-- start of The data --
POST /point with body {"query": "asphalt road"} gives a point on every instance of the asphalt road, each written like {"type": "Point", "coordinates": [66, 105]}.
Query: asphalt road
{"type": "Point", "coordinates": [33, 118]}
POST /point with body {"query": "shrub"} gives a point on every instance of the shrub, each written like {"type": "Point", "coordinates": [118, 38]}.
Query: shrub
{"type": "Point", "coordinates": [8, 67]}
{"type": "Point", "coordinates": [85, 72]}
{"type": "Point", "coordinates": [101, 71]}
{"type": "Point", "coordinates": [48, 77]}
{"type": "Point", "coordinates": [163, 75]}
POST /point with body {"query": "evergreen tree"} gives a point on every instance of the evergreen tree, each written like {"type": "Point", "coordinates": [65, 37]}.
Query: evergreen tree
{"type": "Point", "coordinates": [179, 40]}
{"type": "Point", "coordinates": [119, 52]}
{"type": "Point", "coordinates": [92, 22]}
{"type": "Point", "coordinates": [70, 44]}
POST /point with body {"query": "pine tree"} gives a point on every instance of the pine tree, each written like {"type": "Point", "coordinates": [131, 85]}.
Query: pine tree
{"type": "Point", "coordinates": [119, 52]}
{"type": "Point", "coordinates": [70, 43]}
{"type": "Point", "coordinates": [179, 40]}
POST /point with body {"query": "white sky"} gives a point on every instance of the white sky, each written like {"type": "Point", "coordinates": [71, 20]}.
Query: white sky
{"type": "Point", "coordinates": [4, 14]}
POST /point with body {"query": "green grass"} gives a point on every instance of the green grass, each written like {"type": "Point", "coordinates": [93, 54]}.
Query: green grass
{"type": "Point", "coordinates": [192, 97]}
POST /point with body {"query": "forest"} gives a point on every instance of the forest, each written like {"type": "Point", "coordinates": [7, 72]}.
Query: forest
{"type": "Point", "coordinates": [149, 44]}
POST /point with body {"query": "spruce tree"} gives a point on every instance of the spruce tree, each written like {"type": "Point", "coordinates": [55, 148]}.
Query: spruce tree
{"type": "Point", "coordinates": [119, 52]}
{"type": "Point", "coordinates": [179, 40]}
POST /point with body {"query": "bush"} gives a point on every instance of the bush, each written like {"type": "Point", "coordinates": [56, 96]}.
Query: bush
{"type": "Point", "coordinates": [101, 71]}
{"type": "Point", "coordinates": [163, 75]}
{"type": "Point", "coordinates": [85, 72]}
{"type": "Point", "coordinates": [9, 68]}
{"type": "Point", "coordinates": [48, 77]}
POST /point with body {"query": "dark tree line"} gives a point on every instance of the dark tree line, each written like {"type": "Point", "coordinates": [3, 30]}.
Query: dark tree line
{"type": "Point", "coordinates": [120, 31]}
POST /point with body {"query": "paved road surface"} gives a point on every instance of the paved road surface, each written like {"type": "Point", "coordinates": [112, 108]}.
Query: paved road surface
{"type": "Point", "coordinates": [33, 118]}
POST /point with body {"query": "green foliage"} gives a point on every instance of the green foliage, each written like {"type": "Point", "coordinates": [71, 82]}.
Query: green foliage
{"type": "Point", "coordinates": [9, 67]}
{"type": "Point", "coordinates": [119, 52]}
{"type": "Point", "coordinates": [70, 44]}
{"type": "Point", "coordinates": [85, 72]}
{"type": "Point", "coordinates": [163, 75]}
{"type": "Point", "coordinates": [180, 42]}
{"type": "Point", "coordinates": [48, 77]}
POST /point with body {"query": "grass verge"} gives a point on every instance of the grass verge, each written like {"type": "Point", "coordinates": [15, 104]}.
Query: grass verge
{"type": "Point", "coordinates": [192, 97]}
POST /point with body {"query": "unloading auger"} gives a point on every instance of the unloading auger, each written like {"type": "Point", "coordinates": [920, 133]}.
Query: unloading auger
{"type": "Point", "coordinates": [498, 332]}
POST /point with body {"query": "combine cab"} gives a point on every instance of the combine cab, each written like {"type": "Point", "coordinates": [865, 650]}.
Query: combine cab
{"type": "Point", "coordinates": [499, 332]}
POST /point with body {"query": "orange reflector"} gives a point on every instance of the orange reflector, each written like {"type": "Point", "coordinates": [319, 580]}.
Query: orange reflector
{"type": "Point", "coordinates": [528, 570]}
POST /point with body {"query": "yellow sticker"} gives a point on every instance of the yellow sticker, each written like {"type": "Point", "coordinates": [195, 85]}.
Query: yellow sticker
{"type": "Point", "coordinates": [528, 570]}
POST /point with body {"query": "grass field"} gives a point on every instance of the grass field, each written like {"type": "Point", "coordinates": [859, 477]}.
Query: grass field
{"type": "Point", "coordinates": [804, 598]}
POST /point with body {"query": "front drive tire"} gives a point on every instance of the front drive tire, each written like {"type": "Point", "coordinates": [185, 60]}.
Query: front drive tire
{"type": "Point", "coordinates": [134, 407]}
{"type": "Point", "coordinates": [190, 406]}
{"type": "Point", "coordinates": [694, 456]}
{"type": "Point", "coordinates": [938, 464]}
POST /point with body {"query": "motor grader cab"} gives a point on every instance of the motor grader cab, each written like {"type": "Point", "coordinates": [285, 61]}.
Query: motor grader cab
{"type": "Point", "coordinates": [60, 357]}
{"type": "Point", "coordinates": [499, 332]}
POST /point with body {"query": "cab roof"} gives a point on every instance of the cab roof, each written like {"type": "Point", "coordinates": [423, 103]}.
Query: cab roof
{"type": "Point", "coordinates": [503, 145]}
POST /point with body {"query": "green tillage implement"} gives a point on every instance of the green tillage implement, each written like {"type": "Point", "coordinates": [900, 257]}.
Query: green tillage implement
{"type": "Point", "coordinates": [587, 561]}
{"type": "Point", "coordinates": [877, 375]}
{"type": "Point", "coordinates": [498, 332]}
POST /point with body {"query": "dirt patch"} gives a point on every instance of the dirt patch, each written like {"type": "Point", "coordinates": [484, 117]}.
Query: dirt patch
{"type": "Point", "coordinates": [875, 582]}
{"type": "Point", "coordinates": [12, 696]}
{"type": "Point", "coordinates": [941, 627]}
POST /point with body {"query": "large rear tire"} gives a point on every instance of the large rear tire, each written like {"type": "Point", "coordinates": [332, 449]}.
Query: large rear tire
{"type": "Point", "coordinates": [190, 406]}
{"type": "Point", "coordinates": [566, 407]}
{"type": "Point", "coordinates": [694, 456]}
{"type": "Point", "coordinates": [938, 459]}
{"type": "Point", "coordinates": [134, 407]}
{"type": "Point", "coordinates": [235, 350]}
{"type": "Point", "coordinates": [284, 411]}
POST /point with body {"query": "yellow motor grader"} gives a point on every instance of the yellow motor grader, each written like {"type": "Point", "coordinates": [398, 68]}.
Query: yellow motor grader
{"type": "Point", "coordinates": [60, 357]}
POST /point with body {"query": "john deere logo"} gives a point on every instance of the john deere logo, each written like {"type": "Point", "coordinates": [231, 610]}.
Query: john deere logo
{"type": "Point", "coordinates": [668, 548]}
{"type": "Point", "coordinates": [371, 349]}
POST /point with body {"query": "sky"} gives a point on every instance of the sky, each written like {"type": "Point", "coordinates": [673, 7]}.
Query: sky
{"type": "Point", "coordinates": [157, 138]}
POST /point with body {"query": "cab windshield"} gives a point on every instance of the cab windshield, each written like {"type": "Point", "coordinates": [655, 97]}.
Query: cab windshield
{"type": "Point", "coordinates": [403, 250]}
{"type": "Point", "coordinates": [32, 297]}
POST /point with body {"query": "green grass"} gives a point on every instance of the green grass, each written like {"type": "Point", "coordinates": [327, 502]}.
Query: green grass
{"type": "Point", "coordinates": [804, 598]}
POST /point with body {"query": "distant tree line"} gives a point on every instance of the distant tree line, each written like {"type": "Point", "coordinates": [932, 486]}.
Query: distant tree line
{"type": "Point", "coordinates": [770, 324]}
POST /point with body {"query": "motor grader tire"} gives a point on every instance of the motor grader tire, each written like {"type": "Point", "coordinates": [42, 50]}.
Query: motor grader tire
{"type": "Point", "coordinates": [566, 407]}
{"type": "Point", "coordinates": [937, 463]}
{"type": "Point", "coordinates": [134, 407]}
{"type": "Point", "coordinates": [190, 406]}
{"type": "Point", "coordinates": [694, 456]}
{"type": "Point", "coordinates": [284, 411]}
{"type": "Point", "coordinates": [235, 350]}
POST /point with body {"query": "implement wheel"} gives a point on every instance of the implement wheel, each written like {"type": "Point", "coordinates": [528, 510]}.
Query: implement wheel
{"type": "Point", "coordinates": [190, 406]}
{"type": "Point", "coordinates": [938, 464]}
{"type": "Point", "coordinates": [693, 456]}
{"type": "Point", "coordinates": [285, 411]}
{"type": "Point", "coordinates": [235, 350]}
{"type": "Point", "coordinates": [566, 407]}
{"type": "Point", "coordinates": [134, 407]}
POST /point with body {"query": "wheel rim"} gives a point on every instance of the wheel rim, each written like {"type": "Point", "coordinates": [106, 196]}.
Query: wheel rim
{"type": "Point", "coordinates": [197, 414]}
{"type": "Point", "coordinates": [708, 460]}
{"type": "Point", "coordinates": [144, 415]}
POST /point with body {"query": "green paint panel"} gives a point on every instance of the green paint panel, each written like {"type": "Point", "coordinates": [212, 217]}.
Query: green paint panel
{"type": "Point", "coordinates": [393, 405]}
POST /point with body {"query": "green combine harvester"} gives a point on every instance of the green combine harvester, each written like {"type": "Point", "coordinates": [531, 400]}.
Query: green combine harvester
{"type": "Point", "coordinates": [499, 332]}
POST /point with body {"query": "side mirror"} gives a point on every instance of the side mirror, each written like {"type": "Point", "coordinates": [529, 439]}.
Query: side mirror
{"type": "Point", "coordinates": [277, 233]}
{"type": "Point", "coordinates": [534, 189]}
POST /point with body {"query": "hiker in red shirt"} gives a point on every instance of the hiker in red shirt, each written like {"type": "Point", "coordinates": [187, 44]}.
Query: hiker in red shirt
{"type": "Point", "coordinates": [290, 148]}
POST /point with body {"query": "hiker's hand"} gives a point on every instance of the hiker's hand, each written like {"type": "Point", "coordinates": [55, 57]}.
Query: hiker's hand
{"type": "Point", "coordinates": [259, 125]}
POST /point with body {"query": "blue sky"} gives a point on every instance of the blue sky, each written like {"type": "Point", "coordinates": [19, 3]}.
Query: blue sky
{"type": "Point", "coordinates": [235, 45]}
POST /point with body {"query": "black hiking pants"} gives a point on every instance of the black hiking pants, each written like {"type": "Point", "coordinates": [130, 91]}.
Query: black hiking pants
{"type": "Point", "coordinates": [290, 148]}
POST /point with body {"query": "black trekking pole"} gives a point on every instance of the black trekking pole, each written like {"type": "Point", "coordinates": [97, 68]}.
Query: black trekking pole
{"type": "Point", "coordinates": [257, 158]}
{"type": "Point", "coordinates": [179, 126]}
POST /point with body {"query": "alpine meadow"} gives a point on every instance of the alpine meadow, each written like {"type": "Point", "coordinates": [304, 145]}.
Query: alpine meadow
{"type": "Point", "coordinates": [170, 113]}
-- end of The data --
_Work to be completed_
Take the lines from the one containing "the black hiking" to the last line of the material above and write them out exactly.

_Solution for this exercise_
POST /point with body {"query": "black hiking pants"} gives a point on every instance of the black hiking pants, each written like {"type": "Point", "coordinates": [130, 91]}.
Query: black hiking pants
{"type": "Point", "coordinates": [290, 148]}
POST /point with body {"query": "black trekking pole"} gives a point on every instance of the black trekking pole, each written like {"type": "Point", "coordinates": [97, 68]}.
Query: black trekking pole
{"type": "Point", "coordinates": [257, 158]}
{"type": "Point", "coordinates": [179, 126]}
POST /point with body {"query": "alpine meadow"} gives a point on every instance of the alpine meadow, each written like {"type": "Point", "coordinates": [304, 145]}.
Query: alpine meadow
{"type": "Point", "coordinates": [170, 113]}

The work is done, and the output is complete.